Position identification records
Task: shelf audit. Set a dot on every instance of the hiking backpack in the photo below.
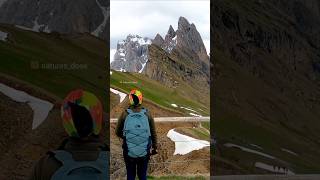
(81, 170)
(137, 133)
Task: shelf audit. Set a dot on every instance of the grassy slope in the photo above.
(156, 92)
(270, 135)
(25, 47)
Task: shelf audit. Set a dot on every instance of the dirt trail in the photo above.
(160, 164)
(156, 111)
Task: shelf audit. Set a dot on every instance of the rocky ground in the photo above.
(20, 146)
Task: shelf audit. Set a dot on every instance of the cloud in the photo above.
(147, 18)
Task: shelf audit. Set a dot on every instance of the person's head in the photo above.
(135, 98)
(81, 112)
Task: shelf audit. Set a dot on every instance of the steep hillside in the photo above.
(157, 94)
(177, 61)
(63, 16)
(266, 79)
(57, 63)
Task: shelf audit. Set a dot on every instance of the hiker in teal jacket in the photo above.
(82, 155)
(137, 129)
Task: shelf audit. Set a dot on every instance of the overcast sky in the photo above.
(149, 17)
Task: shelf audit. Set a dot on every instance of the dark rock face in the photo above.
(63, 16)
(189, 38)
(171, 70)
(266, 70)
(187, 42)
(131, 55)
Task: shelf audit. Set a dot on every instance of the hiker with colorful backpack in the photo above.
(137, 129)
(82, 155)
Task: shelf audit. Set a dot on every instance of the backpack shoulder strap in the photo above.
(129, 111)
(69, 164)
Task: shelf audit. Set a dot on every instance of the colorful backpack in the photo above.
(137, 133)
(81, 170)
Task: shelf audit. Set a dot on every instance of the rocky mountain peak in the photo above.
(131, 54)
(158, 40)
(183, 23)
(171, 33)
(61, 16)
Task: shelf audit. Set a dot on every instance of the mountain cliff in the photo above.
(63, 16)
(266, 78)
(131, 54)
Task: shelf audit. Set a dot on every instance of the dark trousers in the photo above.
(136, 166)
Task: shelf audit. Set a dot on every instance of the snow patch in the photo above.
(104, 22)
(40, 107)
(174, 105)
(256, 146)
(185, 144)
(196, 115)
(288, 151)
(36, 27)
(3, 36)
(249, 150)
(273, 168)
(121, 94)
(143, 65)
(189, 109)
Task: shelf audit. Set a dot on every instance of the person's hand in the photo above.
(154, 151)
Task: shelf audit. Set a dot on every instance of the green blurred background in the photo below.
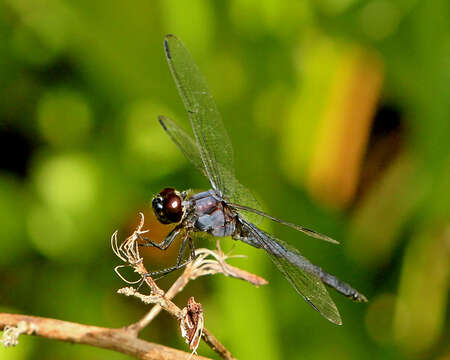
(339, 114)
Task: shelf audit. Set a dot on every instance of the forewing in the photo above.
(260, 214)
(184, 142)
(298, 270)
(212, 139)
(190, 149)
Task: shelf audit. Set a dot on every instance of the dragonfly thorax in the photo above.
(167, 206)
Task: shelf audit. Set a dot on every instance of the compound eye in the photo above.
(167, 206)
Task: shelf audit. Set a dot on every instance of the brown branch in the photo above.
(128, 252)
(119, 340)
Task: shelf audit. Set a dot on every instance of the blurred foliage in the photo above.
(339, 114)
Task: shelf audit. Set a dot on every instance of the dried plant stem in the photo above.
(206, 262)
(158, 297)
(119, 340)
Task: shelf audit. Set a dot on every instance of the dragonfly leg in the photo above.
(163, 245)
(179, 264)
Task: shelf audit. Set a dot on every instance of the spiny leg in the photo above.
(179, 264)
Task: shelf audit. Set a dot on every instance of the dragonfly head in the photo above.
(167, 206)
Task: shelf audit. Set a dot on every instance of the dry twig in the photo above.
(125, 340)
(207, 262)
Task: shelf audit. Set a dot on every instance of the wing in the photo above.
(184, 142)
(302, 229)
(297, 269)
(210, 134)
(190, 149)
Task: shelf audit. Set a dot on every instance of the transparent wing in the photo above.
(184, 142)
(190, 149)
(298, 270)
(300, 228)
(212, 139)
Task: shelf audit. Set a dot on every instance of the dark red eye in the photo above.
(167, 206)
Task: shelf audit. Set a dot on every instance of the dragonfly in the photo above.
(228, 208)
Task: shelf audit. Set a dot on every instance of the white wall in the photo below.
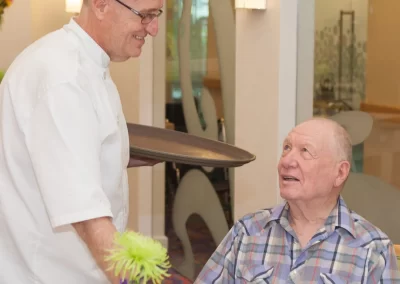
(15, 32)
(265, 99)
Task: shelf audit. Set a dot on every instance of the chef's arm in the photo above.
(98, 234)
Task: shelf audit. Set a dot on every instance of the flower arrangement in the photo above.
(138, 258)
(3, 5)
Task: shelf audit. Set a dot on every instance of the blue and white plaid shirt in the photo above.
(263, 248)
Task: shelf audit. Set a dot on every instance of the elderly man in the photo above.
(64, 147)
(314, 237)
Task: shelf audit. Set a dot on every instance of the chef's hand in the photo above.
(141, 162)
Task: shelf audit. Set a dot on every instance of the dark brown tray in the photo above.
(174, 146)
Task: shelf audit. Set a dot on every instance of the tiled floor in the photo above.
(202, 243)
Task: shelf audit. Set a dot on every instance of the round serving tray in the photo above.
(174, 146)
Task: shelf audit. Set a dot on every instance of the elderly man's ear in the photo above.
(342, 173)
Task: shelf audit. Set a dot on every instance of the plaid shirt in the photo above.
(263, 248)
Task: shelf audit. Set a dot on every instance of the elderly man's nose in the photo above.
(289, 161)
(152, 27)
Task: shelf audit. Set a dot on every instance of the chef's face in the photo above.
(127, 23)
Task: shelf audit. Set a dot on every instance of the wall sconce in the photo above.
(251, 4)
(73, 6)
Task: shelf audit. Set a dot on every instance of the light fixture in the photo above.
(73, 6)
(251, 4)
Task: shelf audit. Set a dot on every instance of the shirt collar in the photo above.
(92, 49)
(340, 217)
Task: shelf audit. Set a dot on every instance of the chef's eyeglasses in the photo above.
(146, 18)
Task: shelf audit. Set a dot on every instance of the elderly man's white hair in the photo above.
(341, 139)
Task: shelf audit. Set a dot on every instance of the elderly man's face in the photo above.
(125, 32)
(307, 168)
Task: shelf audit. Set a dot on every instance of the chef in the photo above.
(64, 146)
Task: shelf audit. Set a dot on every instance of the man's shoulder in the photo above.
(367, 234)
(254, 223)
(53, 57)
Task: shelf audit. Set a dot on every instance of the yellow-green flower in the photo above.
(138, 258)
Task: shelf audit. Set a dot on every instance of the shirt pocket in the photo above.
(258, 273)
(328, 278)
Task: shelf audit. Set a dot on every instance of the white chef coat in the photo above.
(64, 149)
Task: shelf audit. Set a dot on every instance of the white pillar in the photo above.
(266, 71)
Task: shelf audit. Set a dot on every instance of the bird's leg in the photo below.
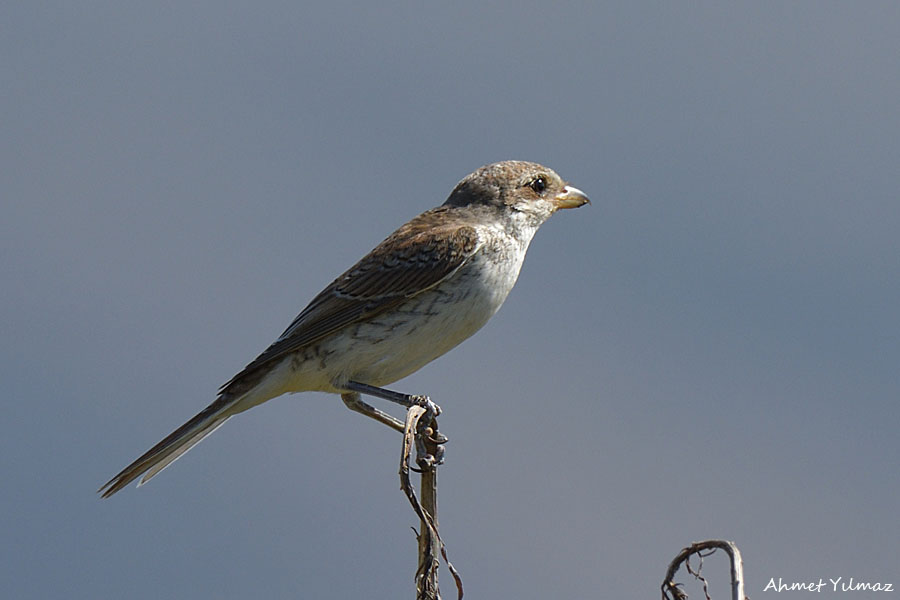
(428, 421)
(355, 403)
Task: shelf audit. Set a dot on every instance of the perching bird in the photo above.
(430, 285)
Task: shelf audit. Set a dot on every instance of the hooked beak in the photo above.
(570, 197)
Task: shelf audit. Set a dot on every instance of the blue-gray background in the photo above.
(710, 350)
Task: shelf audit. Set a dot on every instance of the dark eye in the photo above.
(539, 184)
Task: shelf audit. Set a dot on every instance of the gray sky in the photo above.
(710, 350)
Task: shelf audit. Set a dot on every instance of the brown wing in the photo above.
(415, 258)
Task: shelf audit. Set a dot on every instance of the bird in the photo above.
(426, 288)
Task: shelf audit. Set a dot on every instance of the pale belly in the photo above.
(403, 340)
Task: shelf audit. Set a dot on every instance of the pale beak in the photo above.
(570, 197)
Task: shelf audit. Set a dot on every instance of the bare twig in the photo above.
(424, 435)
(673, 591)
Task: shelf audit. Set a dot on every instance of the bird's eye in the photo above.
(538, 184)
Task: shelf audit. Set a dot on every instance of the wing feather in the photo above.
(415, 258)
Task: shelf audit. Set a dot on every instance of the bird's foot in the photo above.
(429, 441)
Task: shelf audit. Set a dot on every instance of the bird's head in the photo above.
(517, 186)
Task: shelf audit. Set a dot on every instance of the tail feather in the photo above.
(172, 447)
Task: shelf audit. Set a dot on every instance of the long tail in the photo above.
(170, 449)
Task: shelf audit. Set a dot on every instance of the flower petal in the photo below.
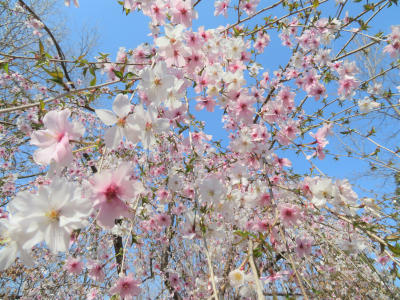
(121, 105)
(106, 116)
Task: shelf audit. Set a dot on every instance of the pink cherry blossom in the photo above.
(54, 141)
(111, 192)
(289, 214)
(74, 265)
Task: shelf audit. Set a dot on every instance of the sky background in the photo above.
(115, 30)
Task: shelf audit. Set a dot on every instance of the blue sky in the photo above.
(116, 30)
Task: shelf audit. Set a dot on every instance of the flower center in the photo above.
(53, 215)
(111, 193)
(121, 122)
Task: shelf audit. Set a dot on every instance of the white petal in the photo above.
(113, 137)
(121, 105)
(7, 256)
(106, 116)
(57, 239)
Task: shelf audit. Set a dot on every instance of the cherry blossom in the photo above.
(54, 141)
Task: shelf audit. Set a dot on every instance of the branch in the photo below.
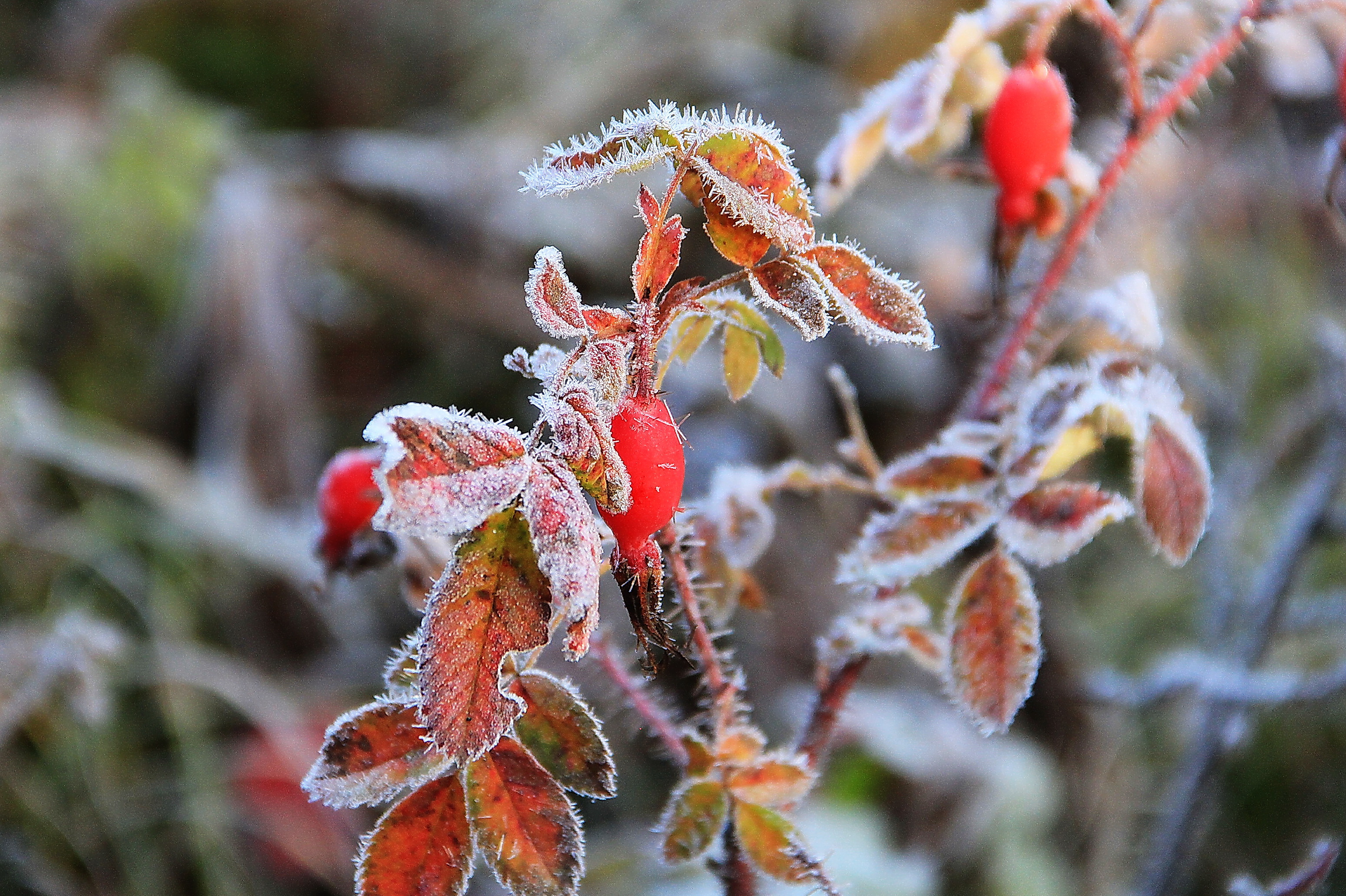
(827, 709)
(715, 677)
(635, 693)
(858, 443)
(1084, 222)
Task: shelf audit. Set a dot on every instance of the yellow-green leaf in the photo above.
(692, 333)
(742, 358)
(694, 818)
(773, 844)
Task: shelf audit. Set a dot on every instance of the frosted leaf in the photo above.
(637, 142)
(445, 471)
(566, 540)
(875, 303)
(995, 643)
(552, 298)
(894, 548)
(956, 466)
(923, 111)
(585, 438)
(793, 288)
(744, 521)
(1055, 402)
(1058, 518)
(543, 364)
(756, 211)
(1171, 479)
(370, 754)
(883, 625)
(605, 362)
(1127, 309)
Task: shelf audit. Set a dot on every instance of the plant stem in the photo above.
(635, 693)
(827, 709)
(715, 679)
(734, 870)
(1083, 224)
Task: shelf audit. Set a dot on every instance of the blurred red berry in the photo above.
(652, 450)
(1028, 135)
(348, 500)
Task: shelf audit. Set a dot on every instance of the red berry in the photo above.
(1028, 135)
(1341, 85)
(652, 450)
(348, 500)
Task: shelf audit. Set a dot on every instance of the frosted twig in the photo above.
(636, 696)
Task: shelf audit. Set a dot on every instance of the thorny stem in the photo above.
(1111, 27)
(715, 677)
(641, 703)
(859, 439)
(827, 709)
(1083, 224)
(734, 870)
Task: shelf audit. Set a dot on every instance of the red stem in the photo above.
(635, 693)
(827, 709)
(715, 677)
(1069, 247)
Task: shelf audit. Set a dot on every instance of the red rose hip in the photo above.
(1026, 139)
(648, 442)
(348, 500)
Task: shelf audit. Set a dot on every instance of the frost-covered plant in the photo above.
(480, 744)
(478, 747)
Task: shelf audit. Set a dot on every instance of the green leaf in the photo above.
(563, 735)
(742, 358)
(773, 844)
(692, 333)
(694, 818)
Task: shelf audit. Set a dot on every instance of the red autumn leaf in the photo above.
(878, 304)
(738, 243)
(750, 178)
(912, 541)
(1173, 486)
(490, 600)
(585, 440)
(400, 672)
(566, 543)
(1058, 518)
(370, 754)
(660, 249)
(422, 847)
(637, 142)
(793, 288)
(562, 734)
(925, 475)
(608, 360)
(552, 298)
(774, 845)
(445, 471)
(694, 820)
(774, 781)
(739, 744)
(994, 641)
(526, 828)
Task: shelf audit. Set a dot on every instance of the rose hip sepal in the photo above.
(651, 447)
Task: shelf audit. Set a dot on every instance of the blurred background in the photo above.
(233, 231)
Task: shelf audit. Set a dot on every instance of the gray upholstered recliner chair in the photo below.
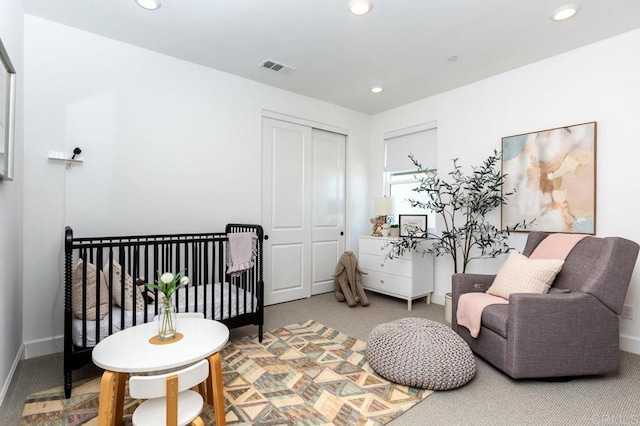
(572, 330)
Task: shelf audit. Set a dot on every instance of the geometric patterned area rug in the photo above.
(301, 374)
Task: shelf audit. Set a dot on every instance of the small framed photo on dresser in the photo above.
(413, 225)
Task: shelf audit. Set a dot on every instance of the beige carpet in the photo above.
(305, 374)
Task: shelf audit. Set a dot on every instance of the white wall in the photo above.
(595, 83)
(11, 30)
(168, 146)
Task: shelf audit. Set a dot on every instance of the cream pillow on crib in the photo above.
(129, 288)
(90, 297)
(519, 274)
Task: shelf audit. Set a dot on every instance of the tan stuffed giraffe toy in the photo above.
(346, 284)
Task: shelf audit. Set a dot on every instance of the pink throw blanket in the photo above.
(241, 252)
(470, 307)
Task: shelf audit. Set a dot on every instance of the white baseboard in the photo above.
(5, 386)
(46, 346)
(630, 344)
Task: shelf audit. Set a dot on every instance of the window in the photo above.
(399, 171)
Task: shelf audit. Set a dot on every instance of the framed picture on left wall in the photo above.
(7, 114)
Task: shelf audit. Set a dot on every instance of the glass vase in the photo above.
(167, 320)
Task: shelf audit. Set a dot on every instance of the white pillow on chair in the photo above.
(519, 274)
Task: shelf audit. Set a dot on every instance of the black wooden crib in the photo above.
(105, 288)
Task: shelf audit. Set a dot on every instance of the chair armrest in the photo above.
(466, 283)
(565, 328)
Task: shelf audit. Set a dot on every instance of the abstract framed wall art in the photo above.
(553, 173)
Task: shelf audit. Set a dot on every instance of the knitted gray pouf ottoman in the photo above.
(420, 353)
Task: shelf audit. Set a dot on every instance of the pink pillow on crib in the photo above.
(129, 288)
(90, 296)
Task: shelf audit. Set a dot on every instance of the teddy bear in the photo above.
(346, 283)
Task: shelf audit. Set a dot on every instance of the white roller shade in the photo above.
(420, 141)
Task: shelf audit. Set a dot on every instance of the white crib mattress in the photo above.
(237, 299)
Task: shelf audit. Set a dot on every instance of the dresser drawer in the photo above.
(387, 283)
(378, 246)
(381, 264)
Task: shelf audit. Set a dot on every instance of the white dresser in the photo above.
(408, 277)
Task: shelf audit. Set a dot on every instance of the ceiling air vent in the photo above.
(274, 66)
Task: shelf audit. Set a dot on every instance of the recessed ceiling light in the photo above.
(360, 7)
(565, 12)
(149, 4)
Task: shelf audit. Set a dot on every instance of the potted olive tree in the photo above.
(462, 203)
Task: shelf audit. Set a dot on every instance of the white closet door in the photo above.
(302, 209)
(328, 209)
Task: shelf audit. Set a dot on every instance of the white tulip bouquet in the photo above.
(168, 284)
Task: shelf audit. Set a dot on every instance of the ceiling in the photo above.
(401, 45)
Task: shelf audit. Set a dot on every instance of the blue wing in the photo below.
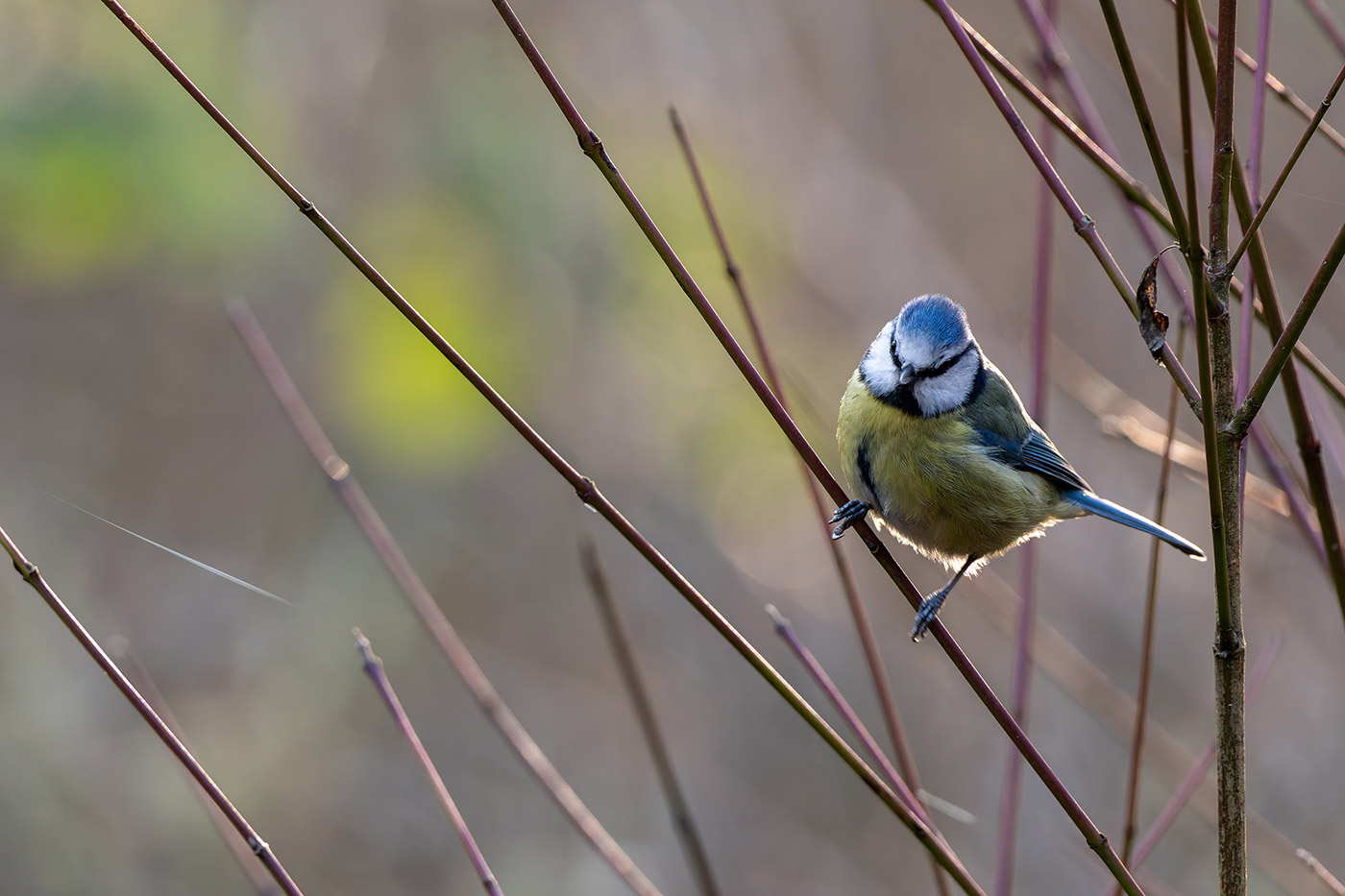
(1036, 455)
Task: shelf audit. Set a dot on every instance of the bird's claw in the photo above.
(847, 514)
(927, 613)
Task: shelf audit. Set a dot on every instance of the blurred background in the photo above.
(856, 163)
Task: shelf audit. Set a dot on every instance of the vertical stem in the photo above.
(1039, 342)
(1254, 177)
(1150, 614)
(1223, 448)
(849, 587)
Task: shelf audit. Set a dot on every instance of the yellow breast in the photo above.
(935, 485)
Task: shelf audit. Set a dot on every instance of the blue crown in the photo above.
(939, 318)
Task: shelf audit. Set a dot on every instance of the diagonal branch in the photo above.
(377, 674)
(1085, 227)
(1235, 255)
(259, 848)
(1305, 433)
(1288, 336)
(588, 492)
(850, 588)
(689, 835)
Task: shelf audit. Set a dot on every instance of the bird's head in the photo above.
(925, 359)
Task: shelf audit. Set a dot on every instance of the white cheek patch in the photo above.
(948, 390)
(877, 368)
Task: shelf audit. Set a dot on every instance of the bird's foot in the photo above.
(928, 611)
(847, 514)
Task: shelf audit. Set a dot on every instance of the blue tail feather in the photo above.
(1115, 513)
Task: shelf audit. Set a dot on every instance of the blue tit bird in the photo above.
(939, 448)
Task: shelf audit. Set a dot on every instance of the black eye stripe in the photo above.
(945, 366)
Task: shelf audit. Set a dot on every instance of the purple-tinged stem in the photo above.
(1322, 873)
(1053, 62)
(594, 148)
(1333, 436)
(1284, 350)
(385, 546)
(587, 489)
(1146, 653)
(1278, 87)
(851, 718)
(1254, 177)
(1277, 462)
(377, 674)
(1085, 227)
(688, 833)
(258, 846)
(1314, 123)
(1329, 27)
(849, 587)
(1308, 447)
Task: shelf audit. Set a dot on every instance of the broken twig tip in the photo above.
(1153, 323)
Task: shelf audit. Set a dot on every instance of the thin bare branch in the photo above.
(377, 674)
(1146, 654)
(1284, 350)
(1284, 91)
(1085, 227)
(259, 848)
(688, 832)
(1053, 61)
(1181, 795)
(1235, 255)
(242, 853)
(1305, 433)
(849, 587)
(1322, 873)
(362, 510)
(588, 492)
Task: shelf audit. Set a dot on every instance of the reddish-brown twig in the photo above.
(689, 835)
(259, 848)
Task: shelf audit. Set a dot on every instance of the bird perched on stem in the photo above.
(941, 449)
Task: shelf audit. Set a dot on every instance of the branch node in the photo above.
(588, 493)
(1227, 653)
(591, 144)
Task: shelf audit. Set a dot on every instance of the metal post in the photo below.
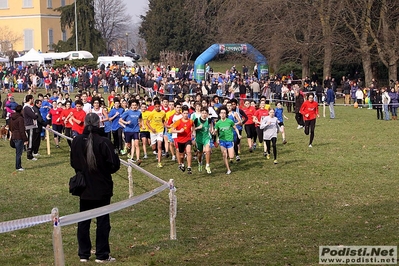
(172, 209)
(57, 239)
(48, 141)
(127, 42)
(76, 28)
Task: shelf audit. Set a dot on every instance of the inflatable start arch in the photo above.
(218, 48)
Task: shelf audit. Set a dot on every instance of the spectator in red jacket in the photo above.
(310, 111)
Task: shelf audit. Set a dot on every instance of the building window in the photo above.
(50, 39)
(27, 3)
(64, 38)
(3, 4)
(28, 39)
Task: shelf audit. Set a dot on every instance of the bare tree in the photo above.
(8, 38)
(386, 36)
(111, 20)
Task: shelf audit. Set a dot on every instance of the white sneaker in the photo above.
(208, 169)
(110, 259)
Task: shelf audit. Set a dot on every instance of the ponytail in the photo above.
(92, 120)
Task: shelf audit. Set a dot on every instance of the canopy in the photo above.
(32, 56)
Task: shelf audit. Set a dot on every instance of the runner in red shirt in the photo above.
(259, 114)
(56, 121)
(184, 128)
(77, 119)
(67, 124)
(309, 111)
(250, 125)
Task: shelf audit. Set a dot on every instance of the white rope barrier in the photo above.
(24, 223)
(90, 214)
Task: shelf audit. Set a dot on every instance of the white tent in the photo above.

= TASK DETAILS =
Take the line with "bare tree in the photo above." and all lines after it to the last line, and reproduce them exactly.

= ANSWER TO THE TASK =
Task: shelf audit. Set a dot on every instance of the bare tree in the photo above.
(8, 38)
(386, 36)
(111, 20)
Task: shelf audit. Set a dot on every instance of the white sneaker in the photo above.
(208, 169)
(110, 259)
Task: shelf audit. Set a dot on every instance of the ponytail in the photo above.
(92, 120)
Task: shelf audit. Set a dot on every instance of the canopy in the photo above.
(32, 56)
Task: shelf audit. Set a dot on every instance of the runner in red shirt in the photo above.
(259, 114)
(56, 121)
(184, 128)
(77, 119)
(67, 124)
(309, 111)
(250, 125)
Task: shelf audit. Set a dot on every instance of the white rope barrier in the photo above.
(24, 223)
(90, 214)
Task: shelf audit. Set a dot on every instance of the white tent in the photo above.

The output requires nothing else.